> CONSIGNE: Reprenez l'extrait sur Spinoza, l'imagination et l'entendement à partir de sa dernière phrase et poursuivez-le.

> EXTRAIT DU DOCUMENT:
• • • • • • •

Paul Diel montre que c'est une erreur de confondre "culture" (spirituelle) avec "civilisation" (matérielle.)

Quoiqu'il en soit, c'est bien dans l'esprit scientifique que s'inscrit Spinoza, et il dénonce lui-même on ne peut plus nettement les dérives de l'imagination, autrement dit là de la superstition. Ce n'est pas parce que l'imagination existe que l'entendement vrai n'existe pas. "Pas tout" ne veut pas dire "rien". Et en général c'est l'entendement qui garde une trace durable ; l'imagination, elle, se renouvelle en permanence, de par sa nature volatile propre.

• • • • • • •

> DONNÉES FOURNIES:

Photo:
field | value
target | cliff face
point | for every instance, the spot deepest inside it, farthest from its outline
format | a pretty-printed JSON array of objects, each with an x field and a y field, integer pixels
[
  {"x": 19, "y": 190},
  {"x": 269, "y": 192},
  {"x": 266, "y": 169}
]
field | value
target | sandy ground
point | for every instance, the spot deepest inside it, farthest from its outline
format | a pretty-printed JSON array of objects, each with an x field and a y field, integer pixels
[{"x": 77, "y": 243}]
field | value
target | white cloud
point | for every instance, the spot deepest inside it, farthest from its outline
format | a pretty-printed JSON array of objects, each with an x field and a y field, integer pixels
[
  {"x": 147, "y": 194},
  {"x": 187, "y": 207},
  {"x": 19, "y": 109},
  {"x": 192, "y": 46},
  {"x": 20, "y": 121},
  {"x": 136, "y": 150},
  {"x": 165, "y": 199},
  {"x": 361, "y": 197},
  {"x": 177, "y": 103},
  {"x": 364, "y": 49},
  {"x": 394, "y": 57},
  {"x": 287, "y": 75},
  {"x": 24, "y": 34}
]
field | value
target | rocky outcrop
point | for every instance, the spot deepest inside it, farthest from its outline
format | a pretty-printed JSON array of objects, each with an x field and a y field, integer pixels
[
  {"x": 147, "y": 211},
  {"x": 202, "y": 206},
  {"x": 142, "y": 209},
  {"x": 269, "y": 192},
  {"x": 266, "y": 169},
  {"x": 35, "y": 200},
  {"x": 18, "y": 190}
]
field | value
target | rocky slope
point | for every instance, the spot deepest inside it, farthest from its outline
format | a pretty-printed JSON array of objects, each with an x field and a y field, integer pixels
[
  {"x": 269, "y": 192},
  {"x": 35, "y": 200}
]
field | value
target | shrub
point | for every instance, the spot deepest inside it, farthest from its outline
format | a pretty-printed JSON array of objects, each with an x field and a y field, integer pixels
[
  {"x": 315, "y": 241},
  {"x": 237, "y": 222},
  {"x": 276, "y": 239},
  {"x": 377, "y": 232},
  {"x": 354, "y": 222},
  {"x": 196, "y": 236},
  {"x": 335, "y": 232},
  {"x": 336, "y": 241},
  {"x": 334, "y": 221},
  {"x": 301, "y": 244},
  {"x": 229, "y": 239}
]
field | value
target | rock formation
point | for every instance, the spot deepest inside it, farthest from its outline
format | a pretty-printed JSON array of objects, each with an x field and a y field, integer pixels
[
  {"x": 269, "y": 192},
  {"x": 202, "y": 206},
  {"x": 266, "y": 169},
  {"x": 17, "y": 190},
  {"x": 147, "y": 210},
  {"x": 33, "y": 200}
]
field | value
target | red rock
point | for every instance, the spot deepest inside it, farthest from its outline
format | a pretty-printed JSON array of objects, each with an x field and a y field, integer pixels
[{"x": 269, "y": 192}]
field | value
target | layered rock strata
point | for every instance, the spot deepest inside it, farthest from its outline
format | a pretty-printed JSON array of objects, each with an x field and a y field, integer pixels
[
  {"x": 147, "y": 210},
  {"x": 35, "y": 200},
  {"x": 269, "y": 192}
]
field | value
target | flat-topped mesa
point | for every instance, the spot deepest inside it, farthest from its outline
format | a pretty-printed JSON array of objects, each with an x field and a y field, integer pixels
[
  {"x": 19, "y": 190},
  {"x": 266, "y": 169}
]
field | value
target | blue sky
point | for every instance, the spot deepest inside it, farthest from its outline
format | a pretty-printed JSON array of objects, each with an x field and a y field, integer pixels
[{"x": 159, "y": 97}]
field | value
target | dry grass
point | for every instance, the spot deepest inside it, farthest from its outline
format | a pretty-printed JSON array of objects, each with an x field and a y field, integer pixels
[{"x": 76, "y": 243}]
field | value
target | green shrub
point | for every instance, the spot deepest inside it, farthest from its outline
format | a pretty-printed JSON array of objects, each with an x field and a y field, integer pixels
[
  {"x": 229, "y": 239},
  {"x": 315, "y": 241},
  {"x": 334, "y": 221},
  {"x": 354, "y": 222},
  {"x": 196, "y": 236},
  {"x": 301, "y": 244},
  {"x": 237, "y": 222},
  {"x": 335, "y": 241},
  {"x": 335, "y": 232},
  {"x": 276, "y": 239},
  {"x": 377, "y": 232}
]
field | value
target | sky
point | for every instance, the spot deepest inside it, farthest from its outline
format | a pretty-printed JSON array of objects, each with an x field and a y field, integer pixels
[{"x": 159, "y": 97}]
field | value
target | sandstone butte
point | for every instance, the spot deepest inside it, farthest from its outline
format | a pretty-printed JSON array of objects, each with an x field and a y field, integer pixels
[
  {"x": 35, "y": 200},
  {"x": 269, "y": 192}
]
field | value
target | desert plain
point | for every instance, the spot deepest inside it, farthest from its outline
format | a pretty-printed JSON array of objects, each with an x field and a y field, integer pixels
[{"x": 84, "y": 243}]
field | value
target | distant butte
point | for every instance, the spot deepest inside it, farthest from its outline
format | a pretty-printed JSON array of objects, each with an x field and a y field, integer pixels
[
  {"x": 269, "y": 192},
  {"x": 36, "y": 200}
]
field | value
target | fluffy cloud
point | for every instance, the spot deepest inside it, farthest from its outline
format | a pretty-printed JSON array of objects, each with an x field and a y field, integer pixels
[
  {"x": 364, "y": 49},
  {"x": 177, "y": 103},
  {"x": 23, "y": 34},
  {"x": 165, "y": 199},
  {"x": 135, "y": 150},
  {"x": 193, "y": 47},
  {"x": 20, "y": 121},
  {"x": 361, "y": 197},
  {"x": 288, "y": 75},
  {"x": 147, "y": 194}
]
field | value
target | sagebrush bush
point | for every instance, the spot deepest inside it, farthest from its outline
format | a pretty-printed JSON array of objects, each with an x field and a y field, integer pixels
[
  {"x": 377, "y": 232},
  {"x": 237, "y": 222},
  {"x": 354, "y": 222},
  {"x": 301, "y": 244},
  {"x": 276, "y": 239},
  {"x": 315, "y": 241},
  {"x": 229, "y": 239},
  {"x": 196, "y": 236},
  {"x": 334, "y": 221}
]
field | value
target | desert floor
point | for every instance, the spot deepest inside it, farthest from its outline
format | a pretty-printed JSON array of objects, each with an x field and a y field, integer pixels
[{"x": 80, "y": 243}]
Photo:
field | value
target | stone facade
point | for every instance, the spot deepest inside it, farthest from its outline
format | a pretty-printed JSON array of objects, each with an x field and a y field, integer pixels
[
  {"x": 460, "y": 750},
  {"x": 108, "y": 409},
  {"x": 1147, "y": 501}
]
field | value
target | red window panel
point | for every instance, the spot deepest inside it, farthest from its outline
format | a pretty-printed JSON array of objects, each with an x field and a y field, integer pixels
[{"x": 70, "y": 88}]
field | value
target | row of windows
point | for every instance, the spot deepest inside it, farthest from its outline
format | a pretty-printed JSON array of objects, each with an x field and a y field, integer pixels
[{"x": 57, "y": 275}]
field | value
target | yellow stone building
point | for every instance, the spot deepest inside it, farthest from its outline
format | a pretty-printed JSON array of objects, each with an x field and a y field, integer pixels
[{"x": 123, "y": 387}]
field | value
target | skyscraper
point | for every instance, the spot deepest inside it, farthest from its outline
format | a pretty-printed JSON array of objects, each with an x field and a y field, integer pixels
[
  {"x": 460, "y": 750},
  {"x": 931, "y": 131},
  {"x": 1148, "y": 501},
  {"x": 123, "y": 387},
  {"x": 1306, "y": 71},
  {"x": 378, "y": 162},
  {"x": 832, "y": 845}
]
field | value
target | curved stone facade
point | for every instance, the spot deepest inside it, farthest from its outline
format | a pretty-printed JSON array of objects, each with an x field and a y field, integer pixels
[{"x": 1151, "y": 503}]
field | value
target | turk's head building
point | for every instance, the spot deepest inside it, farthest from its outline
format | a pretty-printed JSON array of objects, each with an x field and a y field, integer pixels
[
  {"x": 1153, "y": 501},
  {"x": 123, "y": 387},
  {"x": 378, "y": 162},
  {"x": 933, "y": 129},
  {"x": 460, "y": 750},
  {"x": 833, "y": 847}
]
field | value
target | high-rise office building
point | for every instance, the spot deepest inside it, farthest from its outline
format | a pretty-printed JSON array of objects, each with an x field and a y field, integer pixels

• • • • • • •

> RÉPONSE RÉDIGÉE:
Spinoza se base sur la rigueur mathématique, car elle seule est représentative de la vérité pure accessible à l'entendement humain ; tout le reste relève du premier genre. Les notions communes ou axiomes et la Logique sont le fonds de vérité accessible à l'Homme. Les développements de la Physique (ou actuellement des techniques) n'ont rien à faire là-dedans. L'Occident s'est presque suicidé d'avoir cru que le salut était de rejeter tout le religieux - y compris le fond donc, avec l'eau du bain de la superstition - pour le matériel. A tel point que Freud a fait révolution avec ce qui était sans discontinuité vivant en Orient depuis plus de deux millénaires. Les obscurantistes modernes sont ceux qui, sous prétexte de science - qui n'est cependant pas mise en cause par elle-même par-là - ont perdu et fait perdre le sens éthique. Et les relativistes de tout poil, aussi. Autant l'ouverture et le souci de la vérification expérimentale me semble une qualité, autant le relativisme systématique me semble une perversion de l'esprit. Et si rien n'est universellement vrai, pourquoi discuter ?

Spinoza inaugure la psychologie scientifique. Qui peut y contredire sur le fond, c'est-à-dire de façon sainement argumentée ? Voilà la vraie question.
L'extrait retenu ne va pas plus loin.